[Begin DATA FOR THE TASK]

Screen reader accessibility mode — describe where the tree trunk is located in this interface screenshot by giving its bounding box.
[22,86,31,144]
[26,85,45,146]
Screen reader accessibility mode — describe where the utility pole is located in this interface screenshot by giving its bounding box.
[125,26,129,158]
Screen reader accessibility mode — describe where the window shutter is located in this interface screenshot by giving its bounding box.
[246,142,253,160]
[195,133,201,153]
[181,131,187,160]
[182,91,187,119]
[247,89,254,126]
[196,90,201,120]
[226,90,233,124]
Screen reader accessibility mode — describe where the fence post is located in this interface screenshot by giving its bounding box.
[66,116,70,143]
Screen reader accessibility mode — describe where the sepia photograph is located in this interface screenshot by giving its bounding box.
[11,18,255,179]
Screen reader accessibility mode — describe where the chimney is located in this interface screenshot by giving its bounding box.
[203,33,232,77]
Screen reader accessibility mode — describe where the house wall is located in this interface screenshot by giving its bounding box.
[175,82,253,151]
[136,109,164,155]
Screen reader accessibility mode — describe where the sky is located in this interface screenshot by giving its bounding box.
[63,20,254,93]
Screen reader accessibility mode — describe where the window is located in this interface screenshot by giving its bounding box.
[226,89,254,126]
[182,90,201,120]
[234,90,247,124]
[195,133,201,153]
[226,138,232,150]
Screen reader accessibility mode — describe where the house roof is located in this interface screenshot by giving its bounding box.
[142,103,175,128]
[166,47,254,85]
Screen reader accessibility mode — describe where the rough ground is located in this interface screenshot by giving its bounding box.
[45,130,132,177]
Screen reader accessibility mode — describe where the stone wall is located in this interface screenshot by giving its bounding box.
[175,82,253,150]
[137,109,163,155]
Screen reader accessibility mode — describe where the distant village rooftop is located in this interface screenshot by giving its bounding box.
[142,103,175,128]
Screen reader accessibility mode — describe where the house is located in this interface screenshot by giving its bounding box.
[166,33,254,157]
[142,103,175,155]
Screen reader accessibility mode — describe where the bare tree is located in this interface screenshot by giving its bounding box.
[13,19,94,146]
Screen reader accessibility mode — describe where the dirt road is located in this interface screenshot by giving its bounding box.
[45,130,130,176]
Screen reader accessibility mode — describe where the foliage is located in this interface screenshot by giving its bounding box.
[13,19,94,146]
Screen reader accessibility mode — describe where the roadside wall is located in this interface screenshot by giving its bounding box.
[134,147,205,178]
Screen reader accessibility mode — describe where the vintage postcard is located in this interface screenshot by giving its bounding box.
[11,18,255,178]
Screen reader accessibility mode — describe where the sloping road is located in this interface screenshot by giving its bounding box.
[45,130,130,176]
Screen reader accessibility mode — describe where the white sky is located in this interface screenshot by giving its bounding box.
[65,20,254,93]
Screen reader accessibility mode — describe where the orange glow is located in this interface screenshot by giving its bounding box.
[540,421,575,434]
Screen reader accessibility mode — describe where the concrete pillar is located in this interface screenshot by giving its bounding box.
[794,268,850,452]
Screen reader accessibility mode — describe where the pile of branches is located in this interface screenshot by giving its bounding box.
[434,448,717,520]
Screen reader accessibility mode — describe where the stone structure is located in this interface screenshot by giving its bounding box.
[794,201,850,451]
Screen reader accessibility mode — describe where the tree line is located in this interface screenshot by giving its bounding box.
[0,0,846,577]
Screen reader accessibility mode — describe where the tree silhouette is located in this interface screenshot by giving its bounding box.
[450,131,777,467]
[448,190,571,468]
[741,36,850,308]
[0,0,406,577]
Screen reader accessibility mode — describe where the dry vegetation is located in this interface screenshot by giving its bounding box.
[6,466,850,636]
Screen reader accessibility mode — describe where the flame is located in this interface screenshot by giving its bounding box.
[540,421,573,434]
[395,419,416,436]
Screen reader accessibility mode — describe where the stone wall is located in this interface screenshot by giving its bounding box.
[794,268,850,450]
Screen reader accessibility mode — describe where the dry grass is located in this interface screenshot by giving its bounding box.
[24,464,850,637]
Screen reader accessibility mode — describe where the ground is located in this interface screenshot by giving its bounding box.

[End DATA FOR THE TASK]

• WHAT YOU NEED TO DO: Rewrite every line of the records, from the line containing "Screen reader accessibility mode — describe where the house is" through the line containing "[11,18,255,178]" with both of those lines included, and shift each bounding box coordinate in the answers by adding 45 to it. Leave all other text unchanged.

• FULL SOLUTION:
Screen reader accessibility mode — describe where the house is located in this interface screenshot by giving its bounding box.
[211,78,299,202]
[187,148,220,200]
Screen reader accessibility mode — describe where the bare tree is located in this interface screenshot by giving its bounding box.
[58,64,139,191]
Screen reader accessibility mode — describe where the dirt road is located in this interface screenshot by giving its bounding box.
[90,175,175,221]
Screen reader accessibility mode — describe where the foliage is located in this interface screenshot by giving its bounding box.
[58,64,139,191]
Screen reader accessibility mode — describe where the roadside wall is located in this interface screenshot by giving its bounding box.
[179,192,250,223]
Screen reader accessibility mode — describe where the vintage postcard is located in this interface screenshot by giving its bounding box.
[56,63,300,223]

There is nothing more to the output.